▶ **Given request**: All of the entries need to be written out again, exactly as they are.

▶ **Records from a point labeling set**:
◇ ◇ ◇ ◇ ◇ ◇ ◇

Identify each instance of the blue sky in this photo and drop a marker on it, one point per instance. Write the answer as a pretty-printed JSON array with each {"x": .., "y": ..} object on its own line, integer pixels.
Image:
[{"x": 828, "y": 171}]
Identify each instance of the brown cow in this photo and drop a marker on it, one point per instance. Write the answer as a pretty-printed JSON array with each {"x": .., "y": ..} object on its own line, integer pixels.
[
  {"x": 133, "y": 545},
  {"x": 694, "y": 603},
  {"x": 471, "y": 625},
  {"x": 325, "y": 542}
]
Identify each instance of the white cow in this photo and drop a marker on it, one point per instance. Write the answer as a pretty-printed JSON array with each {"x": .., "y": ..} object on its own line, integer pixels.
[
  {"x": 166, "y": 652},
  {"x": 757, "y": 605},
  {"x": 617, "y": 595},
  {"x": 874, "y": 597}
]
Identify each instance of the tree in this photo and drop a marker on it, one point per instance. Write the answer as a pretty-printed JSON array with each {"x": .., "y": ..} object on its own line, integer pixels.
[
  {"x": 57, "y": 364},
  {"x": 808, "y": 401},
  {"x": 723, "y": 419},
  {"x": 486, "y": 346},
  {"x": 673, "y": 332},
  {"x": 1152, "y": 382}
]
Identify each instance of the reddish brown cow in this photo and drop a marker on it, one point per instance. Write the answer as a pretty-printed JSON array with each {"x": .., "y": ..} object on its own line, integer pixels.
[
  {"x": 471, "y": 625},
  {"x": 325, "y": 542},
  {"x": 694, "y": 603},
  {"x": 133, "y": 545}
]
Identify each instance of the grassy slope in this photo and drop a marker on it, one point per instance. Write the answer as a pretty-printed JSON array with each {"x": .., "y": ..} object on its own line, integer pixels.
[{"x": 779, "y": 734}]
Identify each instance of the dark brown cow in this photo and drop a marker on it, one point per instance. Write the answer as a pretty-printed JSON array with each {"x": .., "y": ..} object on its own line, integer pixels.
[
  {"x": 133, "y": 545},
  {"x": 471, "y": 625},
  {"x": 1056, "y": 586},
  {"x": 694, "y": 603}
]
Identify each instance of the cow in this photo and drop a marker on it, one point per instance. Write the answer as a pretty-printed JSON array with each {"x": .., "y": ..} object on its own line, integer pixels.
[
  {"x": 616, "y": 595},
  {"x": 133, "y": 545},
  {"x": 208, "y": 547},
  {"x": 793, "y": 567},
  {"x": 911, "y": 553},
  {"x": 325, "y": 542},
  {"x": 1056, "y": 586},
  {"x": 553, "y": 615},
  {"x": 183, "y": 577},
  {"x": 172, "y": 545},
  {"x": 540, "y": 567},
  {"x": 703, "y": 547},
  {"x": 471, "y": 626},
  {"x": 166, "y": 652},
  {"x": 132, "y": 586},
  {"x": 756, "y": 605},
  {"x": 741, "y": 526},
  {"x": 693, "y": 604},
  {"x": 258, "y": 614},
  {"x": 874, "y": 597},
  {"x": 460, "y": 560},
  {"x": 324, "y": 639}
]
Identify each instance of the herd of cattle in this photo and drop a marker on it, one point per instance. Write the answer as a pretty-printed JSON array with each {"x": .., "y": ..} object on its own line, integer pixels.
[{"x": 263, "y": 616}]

◇ ◇ ◇ ◇ ◇ ◇ ◇

▶ **Task solution**:
Identify each instance of the blue sky in this photo and drop a marker on it, one point per instance. Write the answer as a pretty-printed JSON array with each {"x": .., "y": ..} object on its own line, integer pixels.
Image:
[{"x": 828, "y": 171}]
Identify each instance of the brown cow in this photo and drop a marker on it, one point per instance. Write the answer as a pretty-printed JSON array with each {"x": .., "y": ..} object on its own line, integer pixels.
[
  {"x": 133, "y": 545},
  {"x": 694, "y": 603},
  {"x": 471, "y": 625},
  {"x": 325, "y": 542}
]
Identify each instance of the white cow in this photo and drop a marker on it, one point per instance. Write the answer as a pretty-printed JSON array with each {"x": .., "y": ..} object on its own line, integer pixels.
[
  {"x": 166, "y": 652},
  {"x": 757, "y": 605},
  {"x": 617, "y": 595},
  {"x": 874, "y": 597}
]
Identify each instance of the tree in this photo and drop a marker on it, one point per instance. Write the answer as a pretty-printed JSON array with each {"x": .., "y": ..} object on its own line, integer pixels.
[
  {"x": 57, "y": 364},
  {"x": 808, "y": 401},
  {"x": 723, "y": 419},
  {"x": 486, "y": 346},
  {"x": 673, "y": 332},
  {"x": 1152, "y": 382}
]
Identify each instance of the reddish brown cow in this photo and drop a marker on it, one point per instance. Write the answer as a pretty-printed JSON array with each {"x": .., "y": ..} object on its own line, integer pixels.
[
  {"x": 471, "y": 625},
  {"x": 325, "y": 542},
  {"x": 694, "y": 603},
  {"x": 133, "y": 545}
]
Identify each instance of the grassy slope in this photo and drop a marker on it, one point per instance. Write the answer as a pretty-printed JSON array with each {"x": .., "y": ..} object on its own line, integer pixels.
[{"x": 779, "y": 734}]
Identify each instance of the dark brown cow in this photo and drop a marker on it, one point per instance. Write the answer as a pretty-printed JSON array with each {"x": .., "y": ..} object on its own line, integer pixels.
[
  {"x": 133, "y": 545},
  {"x": 471, "y": 625},
  {"x": 1056, "y": 586},
  {"x": 694, "y": 603}
]
Identify each instance of the cow in this photo and drop a marker on it, one point per instance. Write the answer as a pretty-printed JSON array with each {"x": .., "y": ..} object on its own line, integer pixels.
[
  {"x": 616, "y": 595},
  {"x": 133, "y": 545},
  {"x": 208, "y": 547},
  {"x": 793, "y": 567},
  {"x": 911, "y": 553},
  {"x": 325, "y": 542},
  {"x": 1056, "y": 586},
  {"x": 553, "y": 615},
  {"x": 183, "y": 577},
  {"x": 172, "y": 545},
  {"x": 540, "y": 567},
  {"x": 703, "y": 547},
  {"x": 471, "y": 626},
  {"x": 166, "y": 652},
  {"x": 132, "y": 586},
  {"x": 756, "y": 605},
  {"x": 741, "y": 526},
  {"x": 693, "y": 604},
  {"x": 258, "y": 614},
  {"x": 874, "y": 597},
  {"x": 460, "y": 560},
  {"x": 324, "y": 639}
]
Identify each instance of the herd of cattle in this photo and drop a marker on it, one point per instance. Write the answer as a pretty-printed JSON array with each {"x": .., "y": ..} object on its own line, integer pixels.
[{"x": 263, "y": 616}]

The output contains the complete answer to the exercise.